====== The data ======

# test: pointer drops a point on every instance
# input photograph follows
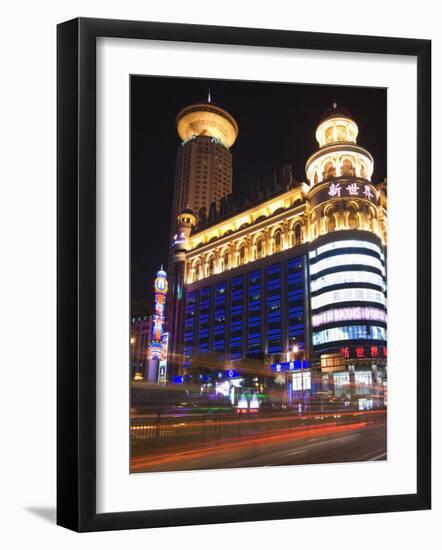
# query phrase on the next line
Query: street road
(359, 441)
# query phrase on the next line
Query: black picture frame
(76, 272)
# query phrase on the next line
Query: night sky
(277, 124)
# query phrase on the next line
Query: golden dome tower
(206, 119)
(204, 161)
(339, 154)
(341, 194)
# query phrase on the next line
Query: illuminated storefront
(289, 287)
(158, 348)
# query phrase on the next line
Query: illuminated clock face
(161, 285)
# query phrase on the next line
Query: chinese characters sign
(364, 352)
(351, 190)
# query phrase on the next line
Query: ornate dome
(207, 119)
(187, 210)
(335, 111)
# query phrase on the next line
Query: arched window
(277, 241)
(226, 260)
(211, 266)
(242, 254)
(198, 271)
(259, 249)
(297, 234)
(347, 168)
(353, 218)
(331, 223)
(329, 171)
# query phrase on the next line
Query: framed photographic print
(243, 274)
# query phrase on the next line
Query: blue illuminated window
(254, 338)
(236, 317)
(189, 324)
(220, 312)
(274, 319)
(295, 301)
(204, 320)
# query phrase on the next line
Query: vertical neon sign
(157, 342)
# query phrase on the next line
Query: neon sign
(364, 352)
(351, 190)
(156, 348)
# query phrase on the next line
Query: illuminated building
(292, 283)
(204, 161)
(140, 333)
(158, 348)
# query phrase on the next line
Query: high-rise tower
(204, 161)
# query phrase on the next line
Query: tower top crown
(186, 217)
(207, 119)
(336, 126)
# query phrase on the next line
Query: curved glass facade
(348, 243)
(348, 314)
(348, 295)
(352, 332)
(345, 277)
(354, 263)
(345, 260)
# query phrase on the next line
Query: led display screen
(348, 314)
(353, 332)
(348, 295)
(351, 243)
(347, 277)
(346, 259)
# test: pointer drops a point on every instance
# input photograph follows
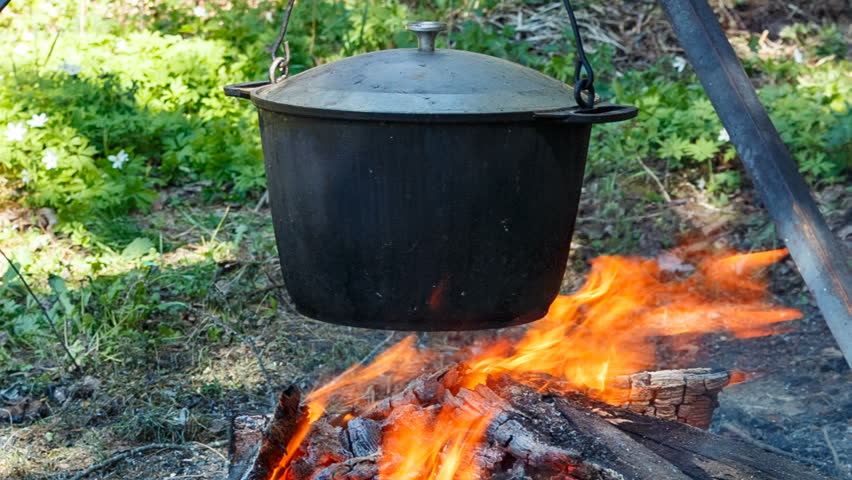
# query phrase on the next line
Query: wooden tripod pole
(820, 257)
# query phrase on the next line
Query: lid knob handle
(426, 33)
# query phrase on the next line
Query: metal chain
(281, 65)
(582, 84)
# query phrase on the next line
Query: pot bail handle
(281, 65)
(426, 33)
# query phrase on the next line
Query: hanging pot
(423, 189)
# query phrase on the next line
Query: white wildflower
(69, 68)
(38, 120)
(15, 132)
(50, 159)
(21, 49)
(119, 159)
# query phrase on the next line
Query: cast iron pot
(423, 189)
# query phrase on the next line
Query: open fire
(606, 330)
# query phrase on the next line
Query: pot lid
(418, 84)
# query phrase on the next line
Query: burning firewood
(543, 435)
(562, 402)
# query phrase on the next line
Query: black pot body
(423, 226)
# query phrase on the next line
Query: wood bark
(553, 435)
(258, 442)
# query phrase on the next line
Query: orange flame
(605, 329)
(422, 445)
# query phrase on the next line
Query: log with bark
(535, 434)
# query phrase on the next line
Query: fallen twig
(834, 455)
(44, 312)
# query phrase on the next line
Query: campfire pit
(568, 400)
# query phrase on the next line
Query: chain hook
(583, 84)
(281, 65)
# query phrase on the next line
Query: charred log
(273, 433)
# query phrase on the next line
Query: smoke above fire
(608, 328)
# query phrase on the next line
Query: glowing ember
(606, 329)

======
====== The data ======

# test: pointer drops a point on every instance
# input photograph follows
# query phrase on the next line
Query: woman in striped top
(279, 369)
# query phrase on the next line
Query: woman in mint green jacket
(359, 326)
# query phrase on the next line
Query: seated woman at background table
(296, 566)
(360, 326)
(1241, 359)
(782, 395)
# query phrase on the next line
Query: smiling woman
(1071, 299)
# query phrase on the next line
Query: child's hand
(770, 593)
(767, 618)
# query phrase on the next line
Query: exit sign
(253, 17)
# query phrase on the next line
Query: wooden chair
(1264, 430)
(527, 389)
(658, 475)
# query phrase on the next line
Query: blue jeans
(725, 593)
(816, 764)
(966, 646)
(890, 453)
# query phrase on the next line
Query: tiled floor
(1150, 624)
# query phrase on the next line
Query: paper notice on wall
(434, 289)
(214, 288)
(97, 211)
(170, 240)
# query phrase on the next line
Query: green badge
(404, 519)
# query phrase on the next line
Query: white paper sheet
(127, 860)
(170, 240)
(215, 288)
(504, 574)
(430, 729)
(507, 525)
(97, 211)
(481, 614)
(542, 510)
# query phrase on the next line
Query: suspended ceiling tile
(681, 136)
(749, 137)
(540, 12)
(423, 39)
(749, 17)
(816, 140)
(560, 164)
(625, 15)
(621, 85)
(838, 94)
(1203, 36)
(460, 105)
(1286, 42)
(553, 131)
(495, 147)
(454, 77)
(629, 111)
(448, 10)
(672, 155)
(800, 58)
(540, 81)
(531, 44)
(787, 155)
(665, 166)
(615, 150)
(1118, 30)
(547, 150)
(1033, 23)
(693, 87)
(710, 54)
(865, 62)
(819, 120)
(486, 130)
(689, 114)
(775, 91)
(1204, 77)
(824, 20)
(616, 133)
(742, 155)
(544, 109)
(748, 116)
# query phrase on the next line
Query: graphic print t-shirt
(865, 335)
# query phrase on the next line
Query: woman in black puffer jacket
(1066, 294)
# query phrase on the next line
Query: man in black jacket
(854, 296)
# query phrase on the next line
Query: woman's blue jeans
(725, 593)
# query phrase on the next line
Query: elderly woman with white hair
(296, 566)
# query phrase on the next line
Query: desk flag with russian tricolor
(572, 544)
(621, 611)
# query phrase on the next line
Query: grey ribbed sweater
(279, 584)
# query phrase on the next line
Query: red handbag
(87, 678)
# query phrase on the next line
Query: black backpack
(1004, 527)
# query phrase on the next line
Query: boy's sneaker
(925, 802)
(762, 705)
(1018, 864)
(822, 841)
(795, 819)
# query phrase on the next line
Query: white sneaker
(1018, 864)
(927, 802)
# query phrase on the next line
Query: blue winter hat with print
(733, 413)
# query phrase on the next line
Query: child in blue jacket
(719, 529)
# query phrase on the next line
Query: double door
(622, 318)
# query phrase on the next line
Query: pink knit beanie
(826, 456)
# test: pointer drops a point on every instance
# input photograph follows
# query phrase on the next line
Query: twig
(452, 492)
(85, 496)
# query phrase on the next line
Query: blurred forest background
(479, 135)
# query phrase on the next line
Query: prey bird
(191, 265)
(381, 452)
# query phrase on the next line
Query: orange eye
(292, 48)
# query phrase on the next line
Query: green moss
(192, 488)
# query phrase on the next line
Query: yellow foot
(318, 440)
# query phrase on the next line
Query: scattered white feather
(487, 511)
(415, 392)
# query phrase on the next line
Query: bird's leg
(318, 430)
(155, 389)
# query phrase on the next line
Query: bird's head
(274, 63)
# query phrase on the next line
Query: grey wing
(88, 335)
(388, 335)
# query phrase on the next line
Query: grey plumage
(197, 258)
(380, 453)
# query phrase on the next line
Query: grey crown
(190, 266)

======

**Directions for this task:**
Gather every line of the records above that contains the string "paper", treating uppercase and lowercase letters as different.

**Solution for this exercise:**
Query: paper notice on wall
Query: white paper sheet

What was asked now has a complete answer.